| Written instruction |
Reproduce everything in the data below verbatim, from the line containing "Could you find the dry" down to the line containing "[334,189,423,291]", with both of those lines included.

+-------+

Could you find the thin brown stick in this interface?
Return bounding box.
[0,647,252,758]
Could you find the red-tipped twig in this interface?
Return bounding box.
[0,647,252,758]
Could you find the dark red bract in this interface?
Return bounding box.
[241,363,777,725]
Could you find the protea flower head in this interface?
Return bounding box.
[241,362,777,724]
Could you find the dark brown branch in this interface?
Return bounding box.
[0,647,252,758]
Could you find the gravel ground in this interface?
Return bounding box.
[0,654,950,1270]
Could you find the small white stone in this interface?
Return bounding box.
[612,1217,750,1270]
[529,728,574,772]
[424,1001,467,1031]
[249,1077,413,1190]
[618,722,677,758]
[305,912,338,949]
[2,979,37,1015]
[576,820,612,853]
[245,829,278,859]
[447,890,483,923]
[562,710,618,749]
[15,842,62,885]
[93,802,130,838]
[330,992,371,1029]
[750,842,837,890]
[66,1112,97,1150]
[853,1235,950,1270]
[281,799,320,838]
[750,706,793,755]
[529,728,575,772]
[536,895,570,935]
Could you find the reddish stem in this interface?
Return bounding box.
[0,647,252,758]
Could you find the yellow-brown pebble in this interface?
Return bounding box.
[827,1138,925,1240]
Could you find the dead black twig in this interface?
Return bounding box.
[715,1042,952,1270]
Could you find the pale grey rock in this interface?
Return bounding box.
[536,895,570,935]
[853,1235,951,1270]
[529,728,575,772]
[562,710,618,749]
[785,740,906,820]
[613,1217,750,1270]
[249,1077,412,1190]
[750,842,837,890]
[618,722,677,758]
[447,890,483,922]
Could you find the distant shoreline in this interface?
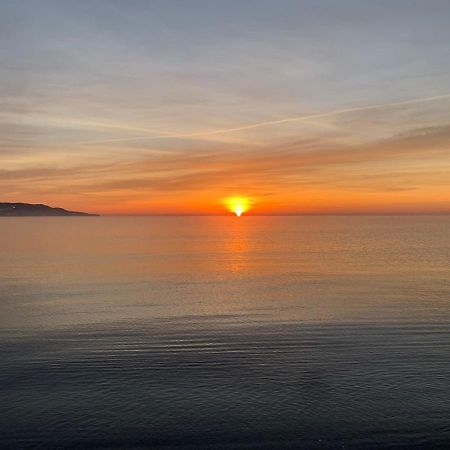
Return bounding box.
[0,203,98,217]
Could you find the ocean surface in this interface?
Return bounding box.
[0,216,450,450]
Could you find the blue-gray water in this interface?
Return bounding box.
[0,217,450,449]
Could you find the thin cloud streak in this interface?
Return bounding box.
[75,94,450,145]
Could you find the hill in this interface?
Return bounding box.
[0,203,98,217]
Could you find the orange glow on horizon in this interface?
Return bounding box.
[224,197,250,217]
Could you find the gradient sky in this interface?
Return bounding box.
[0,0,450,214]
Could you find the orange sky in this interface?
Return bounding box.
[0,0,450,214]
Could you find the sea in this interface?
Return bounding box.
[0,216,450,450]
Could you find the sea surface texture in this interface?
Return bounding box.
[0,216,450,450]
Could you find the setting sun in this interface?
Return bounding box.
[224,197,250,217]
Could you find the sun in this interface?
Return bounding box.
[224,197,250,217]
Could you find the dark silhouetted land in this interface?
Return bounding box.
[0,203,98,217]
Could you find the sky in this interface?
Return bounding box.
[0,0,450,214]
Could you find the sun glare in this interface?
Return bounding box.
[224,197,250,217]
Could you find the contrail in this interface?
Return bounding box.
[79,94,450,144]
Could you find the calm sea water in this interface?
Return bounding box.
[0,217,450,449]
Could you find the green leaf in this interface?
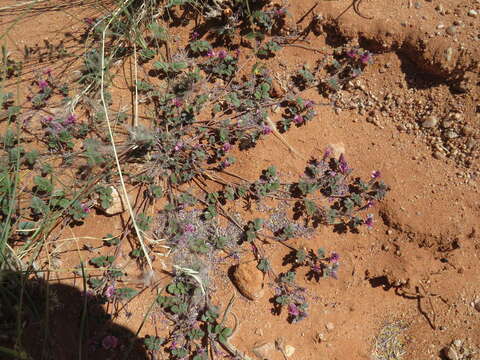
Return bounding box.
[115,288,138,300]
[90,256,115,267]
[148,23,168,41]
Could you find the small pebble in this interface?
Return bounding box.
[285,345,295,357]
[422,115,438,129]
[445,25,457,35]
[468,9,478,17]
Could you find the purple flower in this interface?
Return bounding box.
[293,114,303,125]
[183,224,195,232]
[83,18,95,26]
[304,100,315,109]
[190,31,200,40]
[63,114,77,125]
[328,252,340,263]
[38,80,48,92]
[173,141,183,151]
[365,214,373,229]
[262,125,272,135]
[288,303,300,316]
[360,51,373,65]
[172,98,182,107]
[40,116,53,125]
[102,335,118,350]
[338,154,350,175]
[104,285,115,299]
[347,50,357,59]
[329,269,338,280]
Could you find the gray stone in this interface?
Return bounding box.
[445,25,457,35]
[252,343,275,360]
[468,9,478,17]
[422,115,438,129]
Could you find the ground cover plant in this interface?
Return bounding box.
[0,0,389,360]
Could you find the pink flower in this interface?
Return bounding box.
[172,98,182,107]
[173,141,183,151]
[102,335,118,350]
[183,224,195,232]
[338,153,350,174]
[104,285,115,299]
[304,100,314,109]
[63,114,77,125]
[288,303,300,316]
[83,18,95,26]
[347,50,357,59]
[293,114,303,125]
[328,252,340,263]
[262,125,272,135]
[365,214,373,229]
[40,116,53,125]
[38,80,48,91]
[360,51,373,65]
[190,31,200,40]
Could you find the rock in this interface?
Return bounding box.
[285,345,295,357]
[104,186,127,215]
[422,115,438,129]
[314,332,327,344]
[445,25,457,35]
[468,9,478,17]
[233,261,264,300]
[252,343,275,360]
[327,143,345,159]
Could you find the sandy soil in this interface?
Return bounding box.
[0,0,480,360]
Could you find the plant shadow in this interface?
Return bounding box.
[0,271,148,360]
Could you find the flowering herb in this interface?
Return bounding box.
[291,149,389,231]
[325,48,373,91]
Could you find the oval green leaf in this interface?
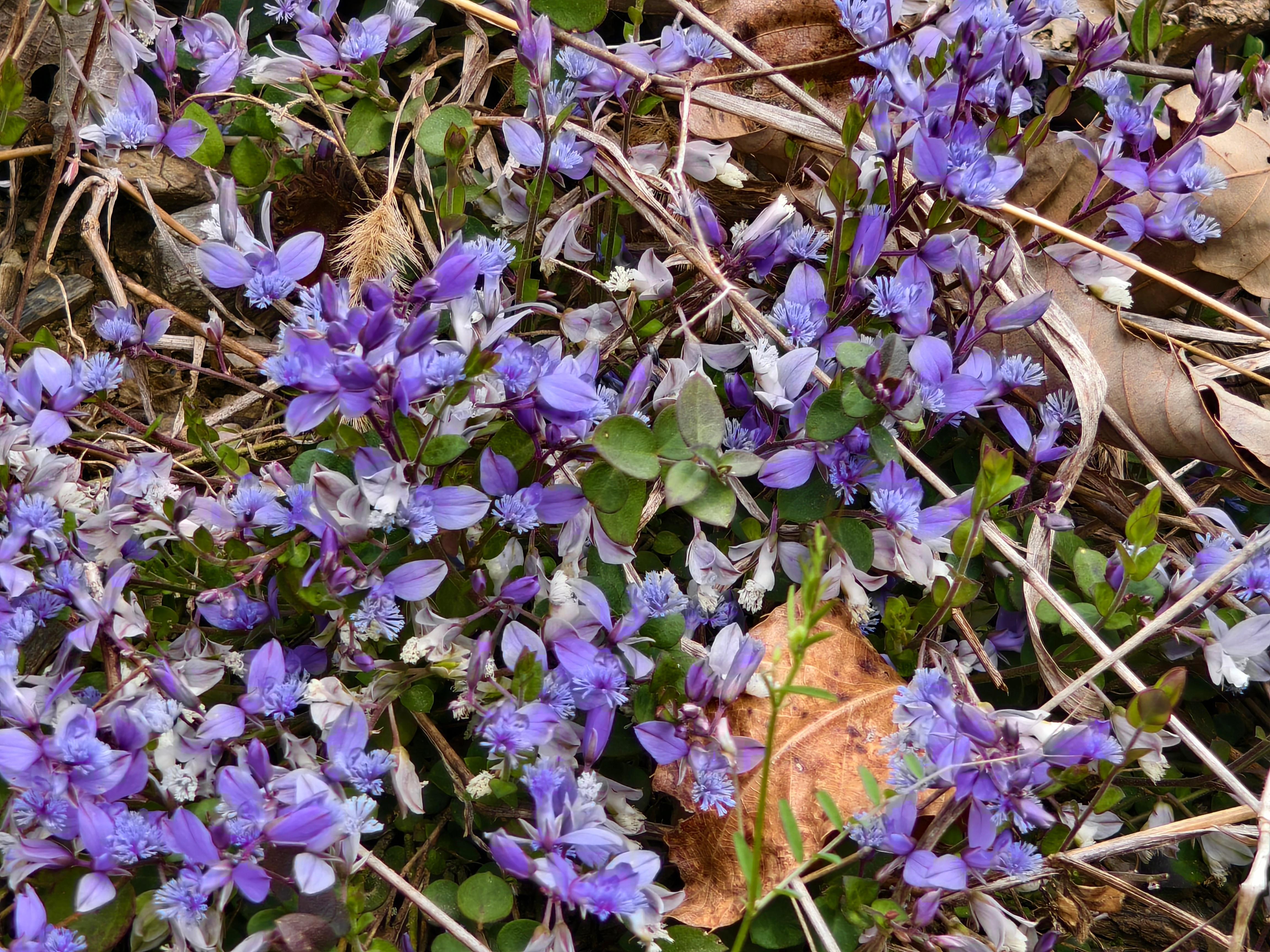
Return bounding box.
[418,105,476,159]
[591,415,662,480]
[458,873,512,927]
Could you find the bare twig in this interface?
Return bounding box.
[357,847,490,952]
[1226,774,1270,952]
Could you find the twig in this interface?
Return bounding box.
[790,877,842,952]
[1061,856,1231,944]
[84,152,203,248]
[9,6,107,355]
[1120,317,1270,387]
[300,72,378,198]
[897,443,1270,810]
[0,142,53,163]
[1040,533,1270,711]
[995,202,1270,340]
[1036,50,1195,83]
[123,277,264,367]
[357,847,490,952]
[1226,774,1270,952]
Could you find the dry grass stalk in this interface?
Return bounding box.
[334,195,423,291]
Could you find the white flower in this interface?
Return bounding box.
[1058,804,1124,847]
[467,770,494,800]
[1199,833,1253,882]
[1111,715,1181,781]
[221,651,246,678]
[578,770,604,804]
[715,163,749,188]
[401,635,427,664]
[159,766,198,804]
[604,265,639,294]
[1204,612,1270,691]
[737,579,767,614]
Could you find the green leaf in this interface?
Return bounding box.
[719,449,763,478]
[805,390,856,443]
[856,764,881,806]
[653,529,683,555]
[419,433,470,466]
[869,423,903,466]
[495,919,539,952]
[180,103,225,169]
[28,868,136,952]
[842,381,878,420]
[291,449,353,482]
[785,684,838,702]
[749,896,806,948]
[533,0,608,33]
[1072,548,1107,598]
[588,480,648,543]
[401,681,434,713]
[423,883,460,919]
[776,472,838,523]
[344,96,395,155]
[731,830,754,882]
[230,138,269,188]
[653,404,692,459]
[829,519,874,571]
[1040,823,1072,856]
[674,373,724,449]
[780,797,804,863]
[416,105,476,159]
[639,614,687,651]
[0,56,24,112]
[489,423,533,470]
[683,476,737,526]
[815,792,843,833]
[655,925,727,952]
[591,415,662,480]
[0,115,27,146]
[458,873,513,928]
[1124,486,1159,548]
[833,340,878,371]
[582,461,631,513]
[130,890,171,952]
[666,459,710,507]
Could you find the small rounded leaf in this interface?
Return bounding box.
[458,873,512,925]
[591,415,662,480]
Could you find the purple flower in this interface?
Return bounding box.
[0,347,88,447]
[9,885,88,952]
[653,24,731,74]
[503,119,596,182]
[476,699,560,767]
[93,301,171,349]
[196,589,277,635]
[480,448,587,534]
[325,704,395,797]
[194,231,325,307]
[79,72,207,159]
[238,639,307,721]
[772,263,829,347]
[626,569,688,618]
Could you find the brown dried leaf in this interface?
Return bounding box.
[1005,256,1270,478]
[1167,86,1270,297]
[688,0,873,138]
[653,602,902,929]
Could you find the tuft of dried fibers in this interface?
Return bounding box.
[334,189,423,291]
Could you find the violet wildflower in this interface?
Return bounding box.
[79,72,207,159]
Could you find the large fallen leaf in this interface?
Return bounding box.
[653,603,903,929]
[688,0,873,138]
[1005,256,1270,480]
[1165,86,1270,297]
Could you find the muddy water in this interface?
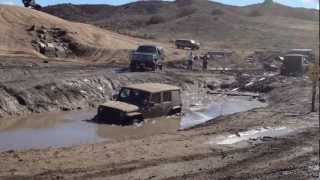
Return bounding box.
[0,111,180,151]
[0,88,266,151]
[208,127,298,147]
[180,96,267,129]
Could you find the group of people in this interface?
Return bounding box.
[187,51,210,71]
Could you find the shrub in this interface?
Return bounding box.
[248,9,262,17]
[147,16,165,25]
[177,8,196,18]
[211,9,224,16]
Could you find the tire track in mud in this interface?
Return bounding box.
[166,128,319,180]
[3,128,318,180]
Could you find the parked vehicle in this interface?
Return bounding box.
[175,39,200,50]
[281,54,309,77]
[130,45,165,71]
[94,83,182,125]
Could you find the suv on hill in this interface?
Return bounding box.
[94,83,182,125]
[130,45,165,72]
[175,39,200,50]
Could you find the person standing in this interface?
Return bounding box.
[187,51,194,70]
[202,54,209,71]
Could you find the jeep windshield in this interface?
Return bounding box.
[117,88,149,107]
[137,46,157,53]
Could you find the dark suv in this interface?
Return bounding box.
[175,39,200,50]
[94,83,182,125]
[130,45,165,71]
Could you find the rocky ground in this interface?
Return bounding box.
[0,55,319,179]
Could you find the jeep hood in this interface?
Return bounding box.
[101,101,139,113]
[133,52,155,56]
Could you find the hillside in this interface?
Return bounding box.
[0,5,148,60]
[44,0,319,52]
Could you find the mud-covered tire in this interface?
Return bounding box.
[130,64,137,72]
[168,108,182,116]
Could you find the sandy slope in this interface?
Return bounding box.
[0,5,146,56]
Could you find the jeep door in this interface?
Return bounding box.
[162,91,173,115]
[144,92,163,118]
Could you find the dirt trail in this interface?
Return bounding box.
[0,5,143,57]
[0,67,319,179]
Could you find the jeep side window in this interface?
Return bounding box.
[163,91,172,102]
[120,88,130,99]
[151,93,161,104]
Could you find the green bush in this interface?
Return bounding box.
[177,8,197,18]
[248,9,263,17]
[147,16,165,25]
[211,9,224,16]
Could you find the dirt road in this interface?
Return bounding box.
[0,61,319,179]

+-------+

| The response |
Could you find the dry grass stalk in this interface?
Return bounding box.
[334,195,423,291]
Could you find the white flower in this interface?
Return bounding box.
[1058,804,1124,847]
[467,770,494,800]
[1199,833,1253,882]
[1111,715,1181,781]
[221,651,246,678]
[578,770,604,804]
[715,163,749,188]
[401,635,427,664]
[159,766,198,804]
[604,265,639,294]
[1204,612,1270,691]
[737,579,767,614]
Could you find the green leaf in this interface?
Return bounding box.
[719,449,763,478]
[805,390,856,443]
[856,764,881,806]
[653,529,683,555]
[419,433,470,466]
[869,423,903,466]
[495,919,539,952]
[180,103,225,169]
[28,868,136,952]
[842,381,878,420]
[291,449,353,482]
[785,684,838,702]
[749,896,806,948]
[533,0,608,33]
[1072,548,1107,598]
[588,480,648,543]
[401,681,434,713]
[423,883,460,919]
[776,472,838,523]
[344,96,395,155]
[731,830,754,882]
[230,138,269,188]
[653,404,692,459]
[829,519,874,571]
[1040,823,1072,856]
[674,373,724,449]
[780,797,804,863]
[416,105,476,159]
[639,614,687,651]
[0,56,24,112]
[489,423,533,470]
[683,476,737,526]
[815,792,843,833]
[655,925,727,952]
[591,415,662,480]
[0,115,27,146]
[458,873,513,928]
[1124,486,1159,548]
[833,340,878,371]
[582,461,631,513]
[130,890,171,952]
[666,459,710,507]
Could you find the small rounded leaf in this interface?
Return bounding box.
[458,873,512,925]
[591,415,662,480]
Could you find the purple flower in this interface?
Return bounding box.
[0,347,88,447]
[9,885,88,952]
[653,24,731,74]
[503,119,596,182]
[476,699,560,767]
[93,301,171,349]
[196,589,277,635]
[480,448,587,534]
[325,704,395,797]
[194,231,325,307]
[79,72,207,159]
[238,639,307,721]
[772,263,829,347]
[626,569,688,618]
Could you find the brown dried leaf in this interface?
Return bounding box.
[1005,256,1270,478]
[1167,86,1270,297]
[688,0,873,138]
[653,602,902,929]
Could you find the tuft of dried fibers in this interface?
Return bounding box.
[334,189,423,291]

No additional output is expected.